[Work required]
From the very first line down to the line containing "positive clicks: (366, 590) (581, 469)", write out the material exactly as it appears, and no more.
● ● ● ● ● ● ●
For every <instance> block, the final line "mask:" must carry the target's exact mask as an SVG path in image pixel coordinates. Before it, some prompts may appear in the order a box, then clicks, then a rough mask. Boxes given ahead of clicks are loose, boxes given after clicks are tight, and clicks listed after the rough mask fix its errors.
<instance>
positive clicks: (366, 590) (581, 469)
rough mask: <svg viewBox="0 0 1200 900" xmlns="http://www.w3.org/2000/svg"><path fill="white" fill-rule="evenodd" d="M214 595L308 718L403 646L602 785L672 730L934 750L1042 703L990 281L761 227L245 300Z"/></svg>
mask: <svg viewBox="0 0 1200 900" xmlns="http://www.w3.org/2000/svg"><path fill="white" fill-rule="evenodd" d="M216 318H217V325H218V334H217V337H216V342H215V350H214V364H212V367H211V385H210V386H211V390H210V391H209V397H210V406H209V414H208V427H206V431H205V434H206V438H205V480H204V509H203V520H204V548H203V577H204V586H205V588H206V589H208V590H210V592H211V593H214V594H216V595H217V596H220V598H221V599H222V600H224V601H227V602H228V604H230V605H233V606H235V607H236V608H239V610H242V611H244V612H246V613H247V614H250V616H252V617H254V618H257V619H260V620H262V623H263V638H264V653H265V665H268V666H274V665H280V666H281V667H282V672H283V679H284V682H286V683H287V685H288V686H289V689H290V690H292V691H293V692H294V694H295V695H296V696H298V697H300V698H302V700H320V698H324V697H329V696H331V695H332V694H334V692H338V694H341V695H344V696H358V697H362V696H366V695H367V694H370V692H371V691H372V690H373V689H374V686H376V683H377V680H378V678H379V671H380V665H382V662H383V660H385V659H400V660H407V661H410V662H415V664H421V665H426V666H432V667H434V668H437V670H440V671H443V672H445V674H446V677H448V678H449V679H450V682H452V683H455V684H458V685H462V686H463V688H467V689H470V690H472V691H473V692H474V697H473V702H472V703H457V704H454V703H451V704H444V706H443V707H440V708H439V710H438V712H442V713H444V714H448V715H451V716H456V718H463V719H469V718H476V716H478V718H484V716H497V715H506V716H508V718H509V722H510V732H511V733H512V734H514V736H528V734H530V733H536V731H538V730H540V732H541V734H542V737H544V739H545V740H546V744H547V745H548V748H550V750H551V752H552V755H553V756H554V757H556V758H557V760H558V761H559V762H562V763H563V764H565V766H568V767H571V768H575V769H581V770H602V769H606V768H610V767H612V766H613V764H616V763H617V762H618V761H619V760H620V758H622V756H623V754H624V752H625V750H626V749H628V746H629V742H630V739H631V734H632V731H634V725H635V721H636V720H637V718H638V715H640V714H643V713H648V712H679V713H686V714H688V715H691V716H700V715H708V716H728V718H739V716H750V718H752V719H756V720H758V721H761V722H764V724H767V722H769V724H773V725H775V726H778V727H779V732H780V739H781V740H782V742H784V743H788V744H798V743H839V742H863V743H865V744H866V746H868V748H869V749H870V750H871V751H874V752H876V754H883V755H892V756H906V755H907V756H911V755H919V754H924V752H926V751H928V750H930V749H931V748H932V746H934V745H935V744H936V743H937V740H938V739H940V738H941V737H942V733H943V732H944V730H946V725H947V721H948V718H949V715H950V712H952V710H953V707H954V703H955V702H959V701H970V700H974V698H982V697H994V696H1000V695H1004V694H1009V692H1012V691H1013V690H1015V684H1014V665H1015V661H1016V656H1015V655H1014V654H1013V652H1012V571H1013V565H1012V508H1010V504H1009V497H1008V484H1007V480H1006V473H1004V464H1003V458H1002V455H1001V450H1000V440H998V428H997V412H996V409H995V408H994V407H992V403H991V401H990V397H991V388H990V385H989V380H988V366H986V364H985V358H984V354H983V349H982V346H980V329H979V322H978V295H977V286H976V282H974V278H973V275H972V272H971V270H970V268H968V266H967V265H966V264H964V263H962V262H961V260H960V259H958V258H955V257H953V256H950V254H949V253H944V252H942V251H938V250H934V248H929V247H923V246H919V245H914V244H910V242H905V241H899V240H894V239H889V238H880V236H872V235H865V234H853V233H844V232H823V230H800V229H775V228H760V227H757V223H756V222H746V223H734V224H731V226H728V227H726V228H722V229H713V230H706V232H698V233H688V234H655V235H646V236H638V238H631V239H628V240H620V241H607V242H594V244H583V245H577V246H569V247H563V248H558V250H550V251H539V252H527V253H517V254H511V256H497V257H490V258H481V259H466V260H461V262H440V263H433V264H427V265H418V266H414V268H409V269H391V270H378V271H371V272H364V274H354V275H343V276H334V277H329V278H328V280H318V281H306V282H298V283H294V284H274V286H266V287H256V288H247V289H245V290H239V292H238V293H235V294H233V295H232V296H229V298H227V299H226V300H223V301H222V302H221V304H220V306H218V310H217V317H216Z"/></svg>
● ● ● ● ● ● ●
[Exercise solution]
For every <instance> block, the final line "mask:" must carry the target's exact mask as an SVG path in image pixel coordinates. Before it, some prompts may appear in the order a box, then clicks, then a rough mask. Boxes given ahead of clicks are loose, boxes given after clicks are tight, and clicks listed after the rough mask fix its errors.
<instance>
positive clicks: (366, 590) (581, 469)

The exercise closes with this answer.